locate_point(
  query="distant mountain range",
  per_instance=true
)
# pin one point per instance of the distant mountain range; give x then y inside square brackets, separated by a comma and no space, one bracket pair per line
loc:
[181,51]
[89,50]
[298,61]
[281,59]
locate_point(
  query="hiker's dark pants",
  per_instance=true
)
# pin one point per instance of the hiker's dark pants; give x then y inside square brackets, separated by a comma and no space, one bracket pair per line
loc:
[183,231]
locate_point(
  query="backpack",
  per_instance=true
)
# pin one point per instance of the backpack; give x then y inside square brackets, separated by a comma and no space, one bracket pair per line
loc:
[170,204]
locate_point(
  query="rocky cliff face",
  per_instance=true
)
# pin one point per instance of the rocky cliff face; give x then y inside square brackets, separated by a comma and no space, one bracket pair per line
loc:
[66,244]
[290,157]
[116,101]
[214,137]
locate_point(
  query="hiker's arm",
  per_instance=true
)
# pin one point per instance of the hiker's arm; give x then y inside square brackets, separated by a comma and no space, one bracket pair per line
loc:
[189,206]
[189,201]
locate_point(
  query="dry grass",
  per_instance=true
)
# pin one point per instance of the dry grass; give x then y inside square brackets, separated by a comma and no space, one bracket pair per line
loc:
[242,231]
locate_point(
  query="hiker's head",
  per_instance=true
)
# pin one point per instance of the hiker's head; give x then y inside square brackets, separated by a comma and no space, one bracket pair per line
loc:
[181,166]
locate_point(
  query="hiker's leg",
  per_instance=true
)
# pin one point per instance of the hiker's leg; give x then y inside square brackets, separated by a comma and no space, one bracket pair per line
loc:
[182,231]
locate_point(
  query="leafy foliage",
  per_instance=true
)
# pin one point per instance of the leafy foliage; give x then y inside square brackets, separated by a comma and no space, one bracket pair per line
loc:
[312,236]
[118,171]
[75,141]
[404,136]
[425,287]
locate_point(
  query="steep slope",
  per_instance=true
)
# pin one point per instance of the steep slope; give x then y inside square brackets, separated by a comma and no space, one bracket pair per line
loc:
--
• **The exercise**: Extract every line from the rows above that contains the word "steep", and reproduce each of those lines in full.

• **Full response**:
  query="steep slope",
# pin one point per instance of the steep slope; give x then y inside square brackets, separated by a comma and no space, one bracket pair per line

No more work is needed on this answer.